Directions for this task
Take the entries below and give them back exactly. Leave out nothing.

══ Extracted records

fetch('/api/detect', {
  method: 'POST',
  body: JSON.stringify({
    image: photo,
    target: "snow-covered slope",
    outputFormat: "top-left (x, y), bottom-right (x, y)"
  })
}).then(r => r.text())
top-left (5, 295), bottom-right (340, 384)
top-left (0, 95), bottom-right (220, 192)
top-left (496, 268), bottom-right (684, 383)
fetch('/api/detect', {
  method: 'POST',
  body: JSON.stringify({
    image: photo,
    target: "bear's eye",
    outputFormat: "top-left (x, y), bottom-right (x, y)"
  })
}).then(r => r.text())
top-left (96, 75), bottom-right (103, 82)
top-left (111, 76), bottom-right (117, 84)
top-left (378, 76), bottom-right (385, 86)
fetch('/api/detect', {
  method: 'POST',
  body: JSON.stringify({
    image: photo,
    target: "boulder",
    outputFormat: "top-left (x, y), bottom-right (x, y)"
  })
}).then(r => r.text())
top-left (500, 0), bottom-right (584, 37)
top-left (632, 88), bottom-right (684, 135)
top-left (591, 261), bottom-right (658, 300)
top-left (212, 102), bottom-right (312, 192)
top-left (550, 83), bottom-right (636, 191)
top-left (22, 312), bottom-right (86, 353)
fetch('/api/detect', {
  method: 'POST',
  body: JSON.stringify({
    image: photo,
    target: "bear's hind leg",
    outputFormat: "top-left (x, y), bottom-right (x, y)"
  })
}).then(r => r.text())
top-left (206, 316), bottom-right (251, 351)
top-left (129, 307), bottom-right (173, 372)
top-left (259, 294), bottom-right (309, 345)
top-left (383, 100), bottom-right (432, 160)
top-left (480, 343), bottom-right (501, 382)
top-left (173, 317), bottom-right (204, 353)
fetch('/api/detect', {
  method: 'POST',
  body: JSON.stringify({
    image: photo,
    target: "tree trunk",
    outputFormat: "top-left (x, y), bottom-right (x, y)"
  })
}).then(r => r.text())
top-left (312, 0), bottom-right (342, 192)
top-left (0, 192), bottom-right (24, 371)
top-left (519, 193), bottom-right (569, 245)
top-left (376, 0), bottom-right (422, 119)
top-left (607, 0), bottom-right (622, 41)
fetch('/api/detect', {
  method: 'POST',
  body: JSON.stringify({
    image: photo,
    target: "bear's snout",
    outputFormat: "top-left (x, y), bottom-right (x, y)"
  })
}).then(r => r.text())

════

Response for this exercise
fetch('/api/detect', {
  method: 'POST',
  body: JSON.stringify({
    image: photo,
    target: "snow-covered slope",
    outputFormat: "top-left (x, y), bottom-right (x, y)"
  })
}).then(r => r.text())
top-left (5, 295), bottom-right (340, 384)
top-left (0, 95), bottom-right (220, 192)
top-left (496, 268), bottom-right (684, 383)
fetch('/api/detect', {
  method: 'POST',
  body: JSON.stringify({
    image: photo,
    target: "bear's eye",
    outputFormat: "top-left (x, y), bottom-right (x, y)"
  })
}).then(r => r.text())
top-left (96, 75), bottom-right (103, 82)
top-left (111, 76), bottom-right (117, 84)
top-left (378, 76), bottom-right (385, 86)
fetch('/api/detect', {
  method: 'POST',
  body: JSON.stringify({
    image: photo,
    target: "boulder",
    outputFormat: "top-left (x, y), bottom-right (x, y)"
  })
}).then(r => r.text())
top-left (500, 0), bottom-right (584, 37)
top-left (632, 88), bottom-right (684, 135)
top-left (591, 261), bottom-right (658, 300)
top-left (212, 102), bottom-right (312, 192)
top-left (550, 83), bottom-right (636, 191)
top-left (22, 312), bottom-right (86, 353)
fetch('/api/detect', {
  method: 'POST',
  body: JSON.stringify({
    image: photo,
    target: "bear's hind leg",
    outputFormat: "top-left (x, y), bottom-right (x, y)"
  })
}).then(r => r.text())
top-left (206, 316), bottom-right (251, 351)
top-left (129, 307), bottom-right (173, 372)
top-left (259, 294), bottom-right (309, 345)
top-left (383, 100), bottom-right (432, 160)
top-left (480, 343), bottom-right (501, 382)
top-left (173, 317), bottom-right (204, 353)
fetch('/api/detect', {
  method: 'POST',
  body: JSON.stringify({
    image: photo,
    target: "tree trunk",
    outputFormat: "top-left (x, y), bottom-right (x, y)"
  })
}).then(r => r.text())
top-left (312, 0), bottom-right (342, 192)
top-left (0, 192), bottom-right (24, 371)
top-left (519, 193), bottom-right (569, 245)
top-left (376, 0), bottom-right (422, 119)
top-left (607, 0), bottom-right (622, 41)
fetch('/api/detect', {
  method: 'POST',
  body: JSON.stringify({
    image: photo,
    target: "bear's snout",
    outputFormat: "top-left (x, y), bottom-right (x, y)"
  })
}).then(r => r.text())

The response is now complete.